— What the exercise asks —
Rewrite the stretch from the line containing "Guideline — for every instance of the navy" through the end of the items, with every occurrence of "thickest part" replaced by "widest part" and all else left unchanged.

(Excerpts of location labeling data)
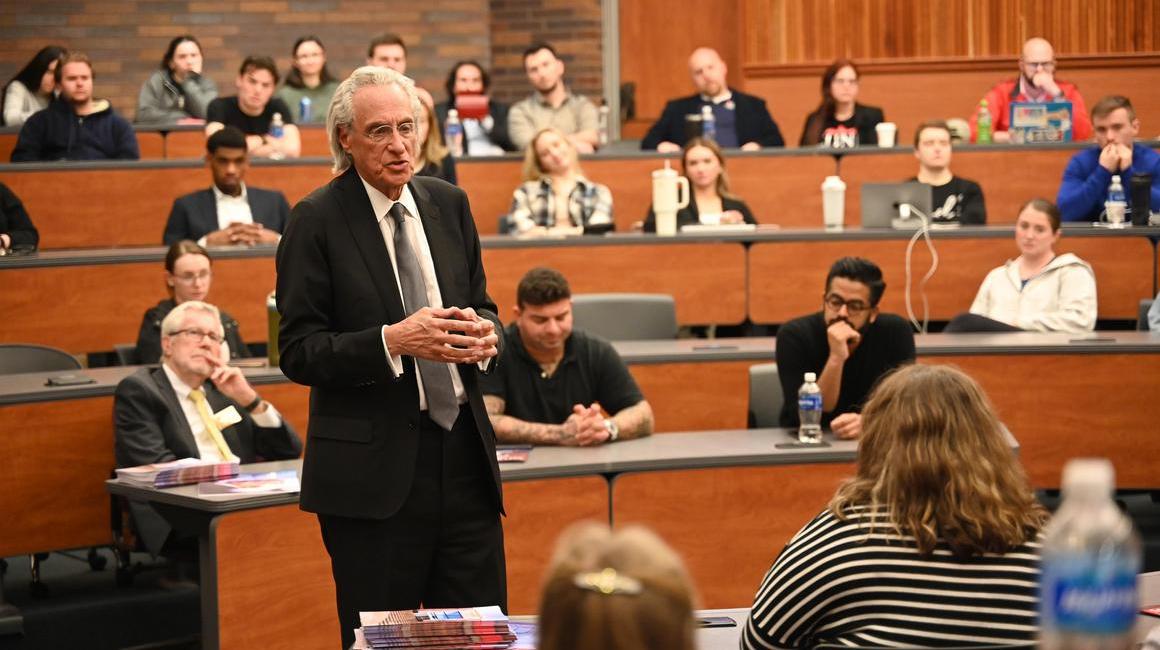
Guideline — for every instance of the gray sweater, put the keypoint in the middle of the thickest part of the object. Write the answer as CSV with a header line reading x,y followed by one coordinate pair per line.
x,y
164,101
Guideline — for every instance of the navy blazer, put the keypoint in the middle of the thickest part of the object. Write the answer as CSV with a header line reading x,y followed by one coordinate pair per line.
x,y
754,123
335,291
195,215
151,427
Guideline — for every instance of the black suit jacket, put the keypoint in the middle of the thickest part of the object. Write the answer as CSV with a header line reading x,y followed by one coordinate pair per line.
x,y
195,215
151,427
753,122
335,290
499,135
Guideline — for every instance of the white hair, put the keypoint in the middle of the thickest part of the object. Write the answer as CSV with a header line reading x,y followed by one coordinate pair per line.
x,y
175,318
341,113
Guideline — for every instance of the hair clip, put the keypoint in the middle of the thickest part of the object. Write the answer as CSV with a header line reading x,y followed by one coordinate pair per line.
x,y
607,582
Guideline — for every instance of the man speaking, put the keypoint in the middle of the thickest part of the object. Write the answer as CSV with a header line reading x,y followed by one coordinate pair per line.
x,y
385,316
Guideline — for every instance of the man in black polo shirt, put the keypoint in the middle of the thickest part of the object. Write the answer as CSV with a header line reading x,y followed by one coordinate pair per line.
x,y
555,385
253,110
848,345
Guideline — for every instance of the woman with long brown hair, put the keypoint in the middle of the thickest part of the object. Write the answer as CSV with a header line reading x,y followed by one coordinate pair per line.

— The response —
Guideline — for every instance of the navy blazer, put the keypoint in the middle of the widest part of the object. Write the answer as CSV with a header line reading x,y followed by one coordinate pair per line.
x,y
754,123
335,291
195,215
151,427
Guideline — for every instance of the black suit jacket, put the keypoint in the middle of the widest part of the object. Write the answer as CSV with a header line reading x,y followed by one coordinate pair per line.
x,y
195,215
151,427
753,122
335,290
499,135
Guideline — for every instance of the white hair, put the keypoint in the middle of the widest part of the object. Write the answer as CSV with a header line reading x,y followed by one coordinate pair per line.
x,y
175,318
341,113
Guideline — for every instance of the hair clip, put the keypoint in the middle of the widest part of the object. Write the answer as CSV with a header line reading x,y followed by one coordinate pair per line.
x,y
607,582
Guideline — for every instance of the man speaking, put the keypoint in the middle of the widest part of the object. Write the answer as CSV with a header line reading x,y followed by one coordinate pair per line.
x,y
385,316
Guideline — for every instance of the man in black polo shirt, put the keypoint in the middle of the widest part of the object. Write the answer as CSV with a header line reading x,y followed by one coordinate pair per line.
x,y
555,385
253,110
848,345
Guideline — for every instance of the woman with long brown hair, put the keypoint in the middle of the widest part of the object. Write the answer as CSV with a header line reading x,y followed by one coordinate pair per line.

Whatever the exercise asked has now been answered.